Objective: Set down all of the data below line for line, leaving out the pictures.

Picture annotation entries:
··········

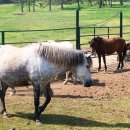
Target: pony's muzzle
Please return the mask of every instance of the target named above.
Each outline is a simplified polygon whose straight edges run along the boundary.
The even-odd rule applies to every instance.
[[[92,81],[91,79],[90,79],[90,80],[87,80],[87,81],[85,81],[85,83],[84,83],[84,87],[91,87],[92,84],[93,84],[93,81]]]

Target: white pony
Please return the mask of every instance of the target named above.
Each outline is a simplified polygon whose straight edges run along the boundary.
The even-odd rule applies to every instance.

··········

Finished answer:
Target: pony's muzzle
Please return the mask of every instance of the target named above.
Each outline is a simplified polygon whose straight edges run along the boundary.
The even-odd rule applies to every instance.
[[[92,81],[91,79],[90,79],[90,80],[87,80],[87,81],[85,81],[85,83],[84,83],[84,87],[91,87],[92,84],[93,84],[93,81]]]

Target: white pony
Please return the mask of every instance of the target named above.
Each outline is a simplified polygon whose straight edges run along the boundary.
The even-odd rule applies to every instance.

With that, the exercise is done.